_Directions for this task_
Only the lines from the one containing "Check that every instance of the corrugated" through the final line of the material below should be output, exactly as they stand.

*** Items

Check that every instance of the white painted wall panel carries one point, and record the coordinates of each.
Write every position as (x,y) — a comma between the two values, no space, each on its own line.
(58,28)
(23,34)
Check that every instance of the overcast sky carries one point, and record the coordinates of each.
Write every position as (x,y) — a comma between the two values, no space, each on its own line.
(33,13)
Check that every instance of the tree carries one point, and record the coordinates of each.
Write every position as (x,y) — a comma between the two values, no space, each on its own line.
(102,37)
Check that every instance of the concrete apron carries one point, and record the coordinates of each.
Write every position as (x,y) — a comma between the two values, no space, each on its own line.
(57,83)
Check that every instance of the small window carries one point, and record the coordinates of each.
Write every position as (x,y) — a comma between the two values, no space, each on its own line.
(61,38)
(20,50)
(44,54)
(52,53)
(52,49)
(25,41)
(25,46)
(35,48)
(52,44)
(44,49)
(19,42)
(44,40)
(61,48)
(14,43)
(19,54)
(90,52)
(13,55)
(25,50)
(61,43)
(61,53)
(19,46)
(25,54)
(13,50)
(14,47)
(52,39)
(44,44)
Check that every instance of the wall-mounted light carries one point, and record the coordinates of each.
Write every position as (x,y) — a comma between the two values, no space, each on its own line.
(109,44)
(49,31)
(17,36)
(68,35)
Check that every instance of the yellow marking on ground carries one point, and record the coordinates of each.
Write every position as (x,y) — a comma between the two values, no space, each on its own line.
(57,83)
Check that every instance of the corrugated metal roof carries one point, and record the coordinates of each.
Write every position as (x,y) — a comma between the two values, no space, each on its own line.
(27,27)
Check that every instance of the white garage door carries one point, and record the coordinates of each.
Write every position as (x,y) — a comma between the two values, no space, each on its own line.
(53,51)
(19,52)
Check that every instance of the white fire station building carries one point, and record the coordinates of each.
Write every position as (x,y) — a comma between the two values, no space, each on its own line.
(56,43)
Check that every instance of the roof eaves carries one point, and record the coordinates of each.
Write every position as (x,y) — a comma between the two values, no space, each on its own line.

******

_The completed task_
Check that every instance of the corrugated metal roof carries one point, and record the coordinates of each.
Write every position as (x,y) — a comma between the two values, no space, each on its own line.
(27,27)
Check that every instance of the white garage door carries one point, and record the coordinates of each.
Write every position as (x,y) — a comma between the two values, no space, each on its own line.
(53,51)
(19,52)
Check that every instance of the white fire station building carries one point, and record the coordinates of each.
Write every position as (x,y) — a comma between the two values, no space, each on its own line.
(56,43)
Check that every instance of the roof eaves carries one point, and record the coordinates of each.
Write every position as (x,y) — a comma between the two values, no space, each on its own line.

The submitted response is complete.